### Task details
Copy each line of the data below verbatim, omitting the pictures.

### Records provided
◇ ◇ ◇
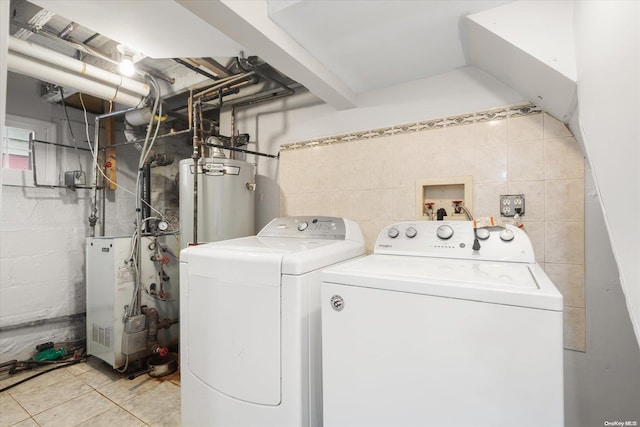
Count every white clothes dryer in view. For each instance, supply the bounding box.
[180,217,365,427]
[321,221,564,427]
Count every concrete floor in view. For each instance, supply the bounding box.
[0,357,180,427]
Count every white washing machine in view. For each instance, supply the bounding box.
[180,217,365,427]
[321,221,564,427]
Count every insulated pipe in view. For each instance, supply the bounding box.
[9,37,150,97]
[7,51,144,107]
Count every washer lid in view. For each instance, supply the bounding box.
[322,254,562,311]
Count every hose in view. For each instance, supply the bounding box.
[0,358,86,393]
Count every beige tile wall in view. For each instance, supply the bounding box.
[280,113,585,351]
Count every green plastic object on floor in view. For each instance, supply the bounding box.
[33,347,67,362]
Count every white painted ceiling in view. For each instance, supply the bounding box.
[268,0,509,93]
[27,0,510,103]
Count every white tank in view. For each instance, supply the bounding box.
[180,158,255,249]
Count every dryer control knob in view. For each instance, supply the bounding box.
[500,228,515,242]
[476,228,491,240]
[436,225,453,240]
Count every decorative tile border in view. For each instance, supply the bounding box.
[280,103,542,151]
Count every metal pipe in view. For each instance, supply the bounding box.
[33,138,91,151]
[89,107,148,237]
[7,51,144,107]
[142,162,151,233]
[194,71,255,98]
[9,36,151,97]
[189,91,199,245]
[225,147,280,159]
[105,128,192,151]
[171,58,220,80]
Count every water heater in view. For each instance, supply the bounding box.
[180,158,255,249]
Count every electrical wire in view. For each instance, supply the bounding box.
[79,93,162,216]
[60,86,83,174]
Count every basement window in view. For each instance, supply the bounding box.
[1,114,57,186]
[2,126,35,170]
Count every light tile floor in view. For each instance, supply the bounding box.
[0,357,180,427]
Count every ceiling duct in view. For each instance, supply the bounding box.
[7,37,150,107]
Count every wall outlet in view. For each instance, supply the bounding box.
[500,194,524,217]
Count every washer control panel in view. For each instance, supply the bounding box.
[373,221,535,262]
[258,216,348,240]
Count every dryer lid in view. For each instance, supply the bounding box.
[185,236,365,276]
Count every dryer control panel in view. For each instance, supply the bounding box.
[258,216,357,240]
[373,221,535,263]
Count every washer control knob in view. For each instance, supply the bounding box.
[500,228,515,242]
[476,228,491,240]
[436,225,453,240]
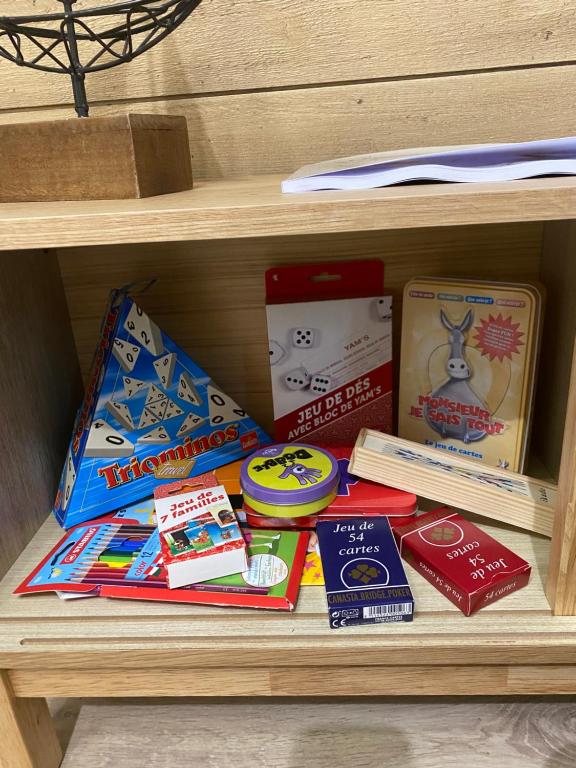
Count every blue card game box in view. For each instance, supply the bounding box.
[316,517,414,629]
[54,290,270,528]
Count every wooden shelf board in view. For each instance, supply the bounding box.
[0,519,576,672]
[0,175,576,250]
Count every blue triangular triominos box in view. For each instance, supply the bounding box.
[54,291,270,528]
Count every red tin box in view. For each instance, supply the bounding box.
[394,507,531,616]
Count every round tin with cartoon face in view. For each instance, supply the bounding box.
[240,443,339,517]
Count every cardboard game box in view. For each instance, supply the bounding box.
[154,485,248,589]
[266,259,392,445]
[14,498,308,611]
[316,517,414,629]
[54,291,270,528]
[398,278,542,472]
[394,507,531,616]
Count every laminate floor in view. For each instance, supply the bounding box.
[51,699,576,768]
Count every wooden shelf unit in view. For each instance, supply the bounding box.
[0,175,576,250]
[0,519,576,697]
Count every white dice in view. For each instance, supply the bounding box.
[290,328,319,349]
[268,339,286,365]
[310,373,334,395]
[284,368,310,391]
[374,296,392,320]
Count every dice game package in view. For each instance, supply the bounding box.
[154,485,248,589]
[54,291,270,528]
[398,278,543,472]
[316,517,414,629]
[266,259,392,445]
[394,507,531,616]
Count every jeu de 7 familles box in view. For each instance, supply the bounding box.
[394,507,531,616]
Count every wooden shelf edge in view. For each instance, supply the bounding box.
[0,518,576,676]
[0,175,576,250]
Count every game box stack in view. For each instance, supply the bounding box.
[16,268,544,631]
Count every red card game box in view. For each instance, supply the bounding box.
[394,507,531,616]
[266,259,392,445]
[54,291,270,528]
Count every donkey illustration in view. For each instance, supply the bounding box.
[424,309,486,443]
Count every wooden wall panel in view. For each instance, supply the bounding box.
[0,0,576,112]
[0,66,576,178]
[0,251,80,576]
[59,224,541,428]
[533,221,576,477]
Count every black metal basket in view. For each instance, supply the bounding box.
[0,0,201,117]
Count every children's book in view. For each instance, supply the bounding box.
[54,290,270,528]
[15,510,308,611]
[282,136,576,192]
[398,277,542,472]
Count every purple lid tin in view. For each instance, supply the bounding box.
[240,443,339,506]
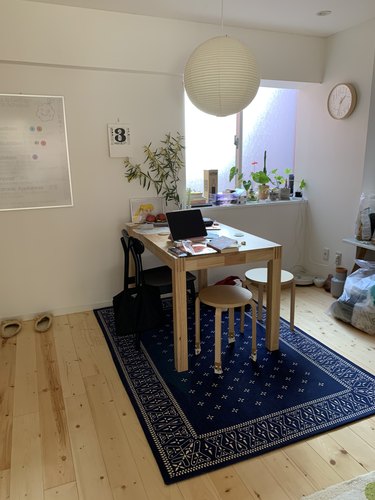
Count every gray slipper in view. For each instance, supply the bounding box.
[1,319,22,339]
[34,313,52,332]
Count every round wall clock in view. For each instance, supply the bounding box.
[327,83,357,120]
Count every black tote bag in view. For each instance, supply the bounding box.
[113,285,163,336]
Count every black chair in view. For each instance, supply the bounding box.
[120,229,196,349]
[121,229,196,300]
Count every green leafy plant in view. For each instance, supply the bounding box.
[124,133,185,205]
[229,165,252,193]
[251,151,271,186]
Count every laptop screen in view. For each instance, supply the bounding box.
[166,209,207,241]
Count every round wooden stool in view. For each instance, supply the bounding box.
[195,285,257,375]
[244,267,296,331]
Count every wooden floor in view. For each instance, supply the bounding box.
[0,287,375,500]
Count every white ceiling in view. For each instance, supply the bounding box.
[27,0,375,36]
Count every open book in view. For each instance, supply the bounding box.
[207,236,239,253]
[181,240,217,255]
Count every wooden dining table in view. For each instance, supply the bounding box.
[125,223,282,372]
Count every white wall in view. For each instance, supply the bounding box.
[295,20,375,276]
[0,0,369,318]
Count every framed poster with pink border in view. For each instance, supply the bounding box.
[0,94,73,210]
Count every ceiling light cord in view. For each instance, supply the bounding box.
[220,0,224,34]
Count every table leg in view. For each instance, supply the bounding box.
[198,269,208,290]
[172,259,188,372]
[266,247,281,351]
◇ ◇ ◇
### Solution to this exercise
Count every white clothes dryer in view. For each instance, supply the bounding box.
[180,217,365,427]
[321,221,564,427]
Count every concrete floor in view. For each instance, supply the bounding box.
[0,357,180,427]
Count every white washing machine in view. For each instance, supply the bounding box.
[180,217,365,427]
[321,221,564,427]
Count every insulated pipe in view. For each instance, supply the bounding box.
[9,37,150,97]
[7,51,144,107]
Count every washer lid in view. For each instance, supply the bounding box.
[322,254,562,311]
Count every hose in view. For each instance, supply the bounding box.
[0,358,86,393]
Count every beige tile wall in view. For each instance, supply the bounding box.
[280,113,585,351]
Count every green plastic object on floor in view. For each instance, supply the bounding box.
[33,347,67,362]
Count every white painted ceiling in view. For each instance, supply the bounding box.
[268,0,509,93]
[27,0,510,103]
Count every white tank in view. For each instance, supply the bounding box.
[180,158,255,249]
Count every dryer control knob in view. For each instance, supply the bounding box.
[500,228,515,242]
[476,228,491,240]
[436,225,453,240]
Count every decorative tile border in view. For each instance, supply the bounding box.
[280,103,542,151]
Count every metal pipe in view. For each instance, supply the bounding box.
[33,138,91,151]
[89,107,148,237]
[7,51,144,107]
[142,162,151,233]
[194,71,255,98]
[9,36,151,97]
[189,91,199,245]
[225,147,280,159]
[105,128,192,151]
[171,58,220,80]
Count every water heater in view. For each instance, supply the bounding box.
[180,158,255,249]
Count every electrical wire in view. For each instance, supply the bounding box.
[79,93,162,216]
[60,86,83,174]
Count every basement window in view. For each instance, supply the bounding box.
[1,114,57,186]
[2,126,35,170]
Count every light tile floor in view. For each instance, supply the bounding box.
[0,357,180,427]
Count every ceiling duct in view. For each instance, supply the bounding box.
[7,37,150,107]
Count every wall outlet in view. For each instance, supply the bounding box.
[500,194,524,217]
Count every washer control panel in view. For each instance, supply the bounding box.
[373,221,535,262]
[258,216,348,240]
Count every dryer lid in view. For each instance, supply the bounding box.
[185,236,365,276]
Count every dryer control panel in view. For each instance, supply the bounding box.
[258,216,357,240]
[373,221,535,263]
Count every washer control knob in view. For each instance, supply the bounding box.
[500,228,515,242]
[476,228,491,240]
[436,225,453,240]
Count every blue card game box in view. For each instance, supply the bounding box.
[316,517,414,629]
[54,290,270,528]
Count every wooden shelf board in view. For each instance, supply the bounding box.
[0,519,576,672]
[0,175,576,250]
Count every blue triangular triominos box in view. For each instance, supply the bounding box.
[54,291,270,528]
Count every red tin box in view. For each instance, supply the bounding box.
[394,507,531,616]
Count every round tin with cartoon face in view. For each instance, supply the bounding box.
[240,443,339,517]
Count every cardboard game box in view. For each instance, supply the bounding box.
[154,485,248,589]
[266,259,392,445]
[14,498,308,611]
[316,517,414,629]
[54,291,270,528]
[398,278,542,472]
[394,507,531,616]
Count every laminate floor in view. For each instance, supply the bounding box.
[51,699,576,768]
Count every wooden shelf unit in view. For each instance, supply the bounding box.
[0,175,576,250]
[0,519,576,697]
Count every white dice in view. For each instance, supply the bounding box.
[290,328,319,349]
[268,339,286,365]
[310,373,334,395]
[284,368,310,391]
[374,296,392,320]
Count every dice game package in view. For each instance, supply the bounding box.
[154,485,248,589]
[54,291,270,528]
[398,278,543,472]
[316,517,414,629]
[266,259,392,445]
[394,507,531,616]
Count every jeu de 7 familles box in view. For each instance, supply the bounding box.
[394,507,531,616]
Count every wooden shelf edge in view. For each instance, supply the bounding box.
[0,518,576,676]
[0,175,576,250]
Count every game box stack in view. For each instance, supply the bounding box.
[16,268,544,631]
Count every red card game box in view. For each instance, supply the bounding box.
[394,507,531,616]
[266,259,392,445]
[54,291,270,528]
Count every donkey illustration in view. For each instance, supply the bounding box.
[424,309,486,443]
Count every wooden wall panel in view. For each instance, supply the bounding box.
[0,0,576,112]
[0,66,576,178]
[0,251,80,576]
[59,224,541,428]
[533,221,576,477]
Count every black metal basket in view. For each instance, supply the bounding box.
[0,0,201,117]
Count every children's book in view. For each instance, supply the bounding box.
[54,290,270,528]
[15,510,308,611]
[282,136,576,192]
[398,277,542,472]
Count every purple lid tin in view. For each instance, supply the bounding box.
[240,443,339,506]
Count every gray slipper in view. For each instance, supply the bounding box.
[1,319,22,339]
[34,313,52,332]
Count every round wall clock in view. For each instance, supply the bounding box.
[327,83,357,120]
Count every black tote bag in view. For each instance, supply the bounding box.
[113,285,163,336]
Count every black chair in view. For each instance, supply the bounding box.
[120,229,196,349]
[121,229,196,300]
Count every green leafy plant in view. For each instance, supply the bounding box.
[124,133,185,205]
[229,165,252,193]
[251,151,271,186]
Count every laptop screen in view. For each instance, supply the bounding box.
[166,209,207,241]
Count every round wooden stool in view. For each instance, supply the bounding box.
[195,285,257,375]
[244,267,296,331]
Count every wooden floor in view. For each instance, supply the bounding box.
[0,287,375,500]
Count every white ceiling in view. For each instance, supply the bounding box.
[27,0,375,36]
Count every open book in view. For each instance, supply the bounding box.
[207,236,239,253]
[181,240,217,255]
Count every wooden dining table in view. For each instance, supply the bounding box.
[125,223,282,372]
Count every white wall in view. For each instance, supply the bounding box.
[295,20,375,276]
[0,0,369,318]
Count every framed poster with pink border in view. For each instance, supply the bounding box.
[0,94,73,210]
Count every ceiling light cord in view. For each instance, supply the bounding box.
[220,0,224,34]
Count every table leg in view. For each instance, supply the bounding box.
[198,269,208,290]
[172,259,188,372]
[266,247,281,351]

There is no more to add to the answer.